**EXCERPT TO READ**
The influence of the molecular structure of hydrocarbon fuels on soot, SOF, and NOx emissions from a diesel engine was analyzed while ignition delay and other physical fuel properties were kept constant. Mixtures of normal paraffin (n-tetradecane) and iso-paraffin (heptamethylnonane) were used as a base fuel and one of 5 kinds of hydrocarbons including mono-aromatic, di-aromatic, and non-aromatic was added. The aromatic content varied in the range of 0-60 vol % for the mono-aromatic fuels and 0-40 vol % for the di-aromatic fuels. The experimental results showed that regardless of the molecular structure of the fuel, both particulate and NOx emissions increased linearly with the C/H atomic ratio of the fuels under constant ignition lag. The increase in particulate emissions with C/H atomic ratio was caused by increases in dry soot. The SOF, THC, and BSEC were little affected by the C/H atomic ratio and molecular structure of the fuels.

Smokeless and ultra low NOx combustion without knocking in a dual-fuel diesel engine with induced LPG as the main fuel was established with a uniquely developed piston cavity divided by a lip in the sidewall. A small quantity of diesel fuel was directly injected at early compression stroke into the lower part of the cavity as an ignition source for this confined area, and this suppressed explosively rapid combustion just after ignition and spark-knock like combustion at later stage. A combination of the divided cavity, EGR, and intake air throttling was effective to simultaneously eliminate knocking, and reduce THC and NOx significantly.

The effect of direct water injection into the combustion chamber on NOx reduction in an IDI diesel engine was investigated. The temperature distribution in the swirl chamber was analyzed quantitatively with high speed photography and the two color method. Direct water injection into a swirl chamber prior to fuel injection reduced NOx emission significantly over a wide output range without sacrifice of BSFC. Other emissions were almost unchanged or slightly decreased with water injection. Water injection reduced the flame temperature at the center of the swirl chamber, while the mean gas temperature in the cylinder and the rate of heat release changed little.

The effect of several aqueous metal-salt solutions on NOx and smoke lowering in an IDI diesel engine were examined. The solutions were directly injected into a divided chamber independent of the fuel injection. The results showed that significant lowering in NOx and smoke over a wide operation range could be achieved simultaneously with alkali metal solutions which were injected just prior to the fuel injection. With sodium-salt solutions, for instance, NOx decreased by more than 60 % and smoke decreased 50 % below conventional operation. The sodium-salt solution reduced dry soot significantly, while total particulate matter increased with increases in the water soluble fractions.

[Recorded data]
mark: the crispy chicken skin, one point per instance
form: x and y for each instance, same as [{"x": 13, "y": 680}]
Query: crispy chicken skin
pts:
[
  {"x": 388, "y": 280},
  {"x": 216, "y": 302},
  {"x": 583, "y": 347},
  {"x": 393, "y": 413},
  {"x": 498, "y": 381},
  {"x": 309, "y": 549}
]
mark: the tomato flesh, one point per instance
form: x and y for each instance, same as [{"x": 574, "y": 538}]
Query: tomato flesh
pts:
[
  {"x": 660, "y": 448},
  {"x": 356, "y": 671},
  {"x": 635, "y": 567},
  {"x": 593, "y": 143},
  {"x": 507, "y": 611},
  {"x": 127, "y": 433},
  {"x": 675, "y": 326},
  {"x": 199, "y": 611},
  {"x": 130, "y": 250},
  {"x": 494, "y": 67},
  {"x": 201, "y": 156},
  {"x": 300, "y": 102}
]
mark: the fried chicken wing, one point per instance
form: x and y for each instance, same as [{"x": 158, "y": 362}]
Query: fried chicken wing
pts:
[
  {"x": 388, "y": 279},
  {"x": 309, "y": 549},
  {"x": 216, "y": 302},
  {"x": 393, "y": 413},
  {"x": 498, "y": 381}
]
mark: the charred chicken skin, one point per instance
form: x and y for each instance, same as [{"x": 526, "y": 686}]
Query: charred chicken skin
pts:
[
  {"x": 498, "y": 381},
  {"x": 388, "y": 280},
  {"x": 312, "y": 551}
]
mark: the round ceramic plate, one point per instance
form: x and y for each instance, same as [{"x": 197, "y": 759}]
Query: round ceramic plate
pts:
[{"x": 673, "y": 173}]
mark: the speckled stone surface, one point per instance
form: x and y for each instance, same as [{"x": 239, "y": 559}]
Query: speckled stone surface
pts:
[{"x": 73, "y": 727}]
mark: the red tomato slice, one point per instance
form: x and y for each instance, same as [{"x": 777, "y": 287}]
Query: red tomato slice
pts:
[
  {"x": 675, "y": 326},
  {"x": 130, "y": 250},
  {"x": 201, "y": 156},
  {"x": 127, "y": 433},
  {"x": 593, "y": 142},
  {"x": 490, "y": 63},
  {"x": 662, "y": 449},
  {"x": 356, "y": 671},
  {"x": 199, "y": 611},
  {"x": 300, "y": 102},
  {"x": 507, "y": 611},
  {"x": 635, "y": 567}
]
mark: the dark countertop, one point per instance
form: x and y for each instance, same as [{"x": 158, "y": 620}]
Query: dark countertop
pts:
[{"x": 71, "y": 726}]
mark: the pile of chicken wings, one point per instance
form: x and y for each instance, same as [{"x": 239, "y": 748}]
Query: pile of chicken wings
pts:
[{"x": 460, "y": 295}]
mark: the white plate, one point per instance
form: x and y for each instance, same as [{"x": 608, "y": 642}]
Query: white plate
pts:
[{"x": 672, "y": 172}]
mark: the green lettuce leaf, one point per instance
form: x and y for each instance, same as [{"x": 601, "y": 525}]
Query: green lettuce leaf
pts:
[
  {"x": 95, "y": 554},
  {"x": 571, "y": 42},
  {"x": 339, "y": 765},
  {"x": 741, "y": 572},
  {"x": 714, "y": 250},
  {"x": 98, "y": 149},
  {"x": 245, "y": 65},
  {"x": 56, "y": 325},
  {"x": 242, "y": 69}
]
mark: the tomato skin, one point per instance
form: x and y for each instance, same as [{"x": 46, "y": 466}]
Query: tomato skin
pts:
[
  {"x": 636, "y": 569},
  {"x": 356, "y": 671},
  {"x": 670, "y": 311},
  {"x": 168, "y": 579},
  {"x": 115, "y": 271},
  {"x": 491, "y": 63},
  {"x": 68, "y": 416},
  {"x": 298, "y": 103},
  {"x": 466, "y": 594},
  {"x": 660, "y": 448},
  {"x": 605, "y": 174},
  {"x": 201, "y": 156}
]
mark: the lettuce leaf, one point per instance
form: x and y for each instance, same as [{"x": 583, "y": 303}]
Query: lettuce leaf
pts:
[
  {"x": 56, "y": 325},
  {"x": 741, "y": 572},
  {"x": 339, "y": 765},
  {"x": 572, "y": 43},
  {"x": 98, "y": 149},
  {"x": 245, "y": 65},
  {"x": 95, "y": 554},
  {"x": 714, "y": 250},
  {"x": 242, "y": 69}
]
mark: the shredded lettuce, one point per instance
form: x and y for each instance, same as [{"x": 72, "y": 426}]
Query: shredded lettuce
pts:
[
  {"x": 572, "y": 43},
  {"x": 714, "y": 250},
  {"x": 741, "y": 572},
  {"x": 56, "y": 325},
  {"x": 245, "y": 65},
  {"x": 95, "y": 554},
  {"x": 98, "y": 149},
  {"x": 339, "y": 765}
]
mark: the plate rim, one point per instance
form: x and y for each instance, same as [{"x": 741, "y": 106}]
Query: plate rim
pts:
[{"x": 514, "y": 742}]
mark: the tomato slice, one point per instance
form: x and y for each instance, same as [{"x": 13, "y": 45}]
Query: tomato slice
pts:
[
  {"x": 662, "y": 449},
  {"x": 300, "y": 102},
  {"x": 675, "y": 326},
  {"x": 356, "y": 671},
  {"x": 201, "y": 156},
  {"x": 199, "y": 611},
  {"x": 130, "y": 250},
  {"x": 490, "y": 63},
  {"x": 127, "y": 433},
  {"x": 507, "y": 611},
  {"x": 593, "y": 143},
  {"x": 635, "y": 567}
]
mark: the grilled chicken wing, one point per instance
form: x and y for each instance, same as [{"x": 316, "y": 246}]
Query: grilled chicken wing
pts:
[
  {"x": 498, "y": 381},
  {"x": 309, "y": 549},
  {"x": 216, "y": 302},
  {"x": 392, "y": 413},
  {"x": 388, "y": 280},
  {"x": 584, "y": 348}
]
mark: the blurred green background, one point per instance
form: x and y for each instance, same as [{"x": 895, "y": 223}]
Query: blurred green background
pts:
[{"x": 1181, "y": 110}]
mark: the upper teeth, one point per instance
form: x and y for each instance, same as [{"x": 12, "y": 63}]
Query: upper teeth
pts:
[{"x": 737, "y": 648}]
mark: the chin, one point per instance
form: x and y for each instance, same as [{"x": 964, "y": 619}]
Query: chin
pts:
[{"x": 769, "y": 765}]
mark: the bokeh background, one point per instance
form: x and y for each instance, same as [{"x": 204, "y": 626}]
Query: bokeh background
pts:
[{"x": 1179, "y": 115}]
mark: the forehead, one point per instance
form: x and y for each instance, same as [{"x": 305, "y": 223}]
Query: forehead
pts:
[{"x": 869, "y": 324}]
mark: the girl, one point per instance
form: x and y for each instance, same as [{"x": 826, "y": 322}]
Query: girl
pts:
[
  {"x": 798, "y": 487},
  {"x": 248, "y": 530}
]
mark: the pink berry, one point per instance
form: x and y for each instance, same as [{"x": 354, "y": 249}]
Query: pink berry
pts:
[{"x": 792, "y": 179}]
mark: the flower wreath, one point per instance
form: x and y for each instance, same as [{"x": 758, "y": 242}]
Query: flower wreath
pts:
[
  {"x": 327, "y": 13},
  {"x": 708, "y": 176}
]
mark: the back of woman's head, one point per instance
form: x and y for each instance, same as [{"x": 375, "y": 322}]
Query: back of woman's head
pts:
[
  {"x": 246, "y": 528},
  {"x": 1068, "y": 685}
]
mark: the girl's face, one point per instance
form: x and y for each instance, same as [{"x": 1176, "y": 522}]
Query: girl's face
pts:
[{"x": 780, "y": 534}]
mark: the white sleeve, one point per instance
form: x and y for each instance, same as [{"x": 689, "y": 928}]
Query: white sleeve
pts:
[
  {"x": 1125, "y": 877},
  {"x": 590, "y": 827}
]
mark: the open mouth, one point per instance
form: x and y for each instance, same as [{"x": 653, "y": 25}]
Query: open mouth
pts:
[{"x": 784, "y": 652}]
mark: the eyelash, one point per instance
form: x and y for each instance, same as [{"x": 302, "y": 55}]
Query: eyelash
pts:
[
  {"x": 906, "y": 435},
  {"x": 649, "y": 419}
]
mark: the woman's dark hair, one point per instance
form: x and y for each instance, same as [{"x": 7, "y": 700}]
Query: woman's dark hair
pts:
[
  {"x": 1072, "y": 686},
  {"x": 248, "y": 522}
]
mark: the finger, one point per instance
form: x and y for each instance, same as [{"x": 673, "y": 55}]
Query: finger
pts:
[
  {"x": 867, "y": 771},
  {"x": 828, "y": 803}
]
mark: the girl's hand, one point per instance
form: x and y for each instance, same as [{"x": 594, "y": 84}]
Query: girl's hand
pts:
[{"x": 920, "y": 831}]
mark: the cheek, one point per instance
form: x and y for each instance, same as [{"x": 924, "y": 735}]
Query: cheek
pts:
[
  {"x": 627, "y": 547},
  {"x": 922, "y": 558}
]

**BRIEF**
Answer these questions about the diesel engine emissions excerpt:
1. What range of aromatic content was used for the di-aromatic fuels?
2. What was the main fuel in the dual-fuel diesel engine?
3. By how much did NOx decrease with sodium-salt solutions?

**ANSWER TO THE PROBLEM**
1. 0-40 vol %
2. Induced LPG
3. By more than 60 %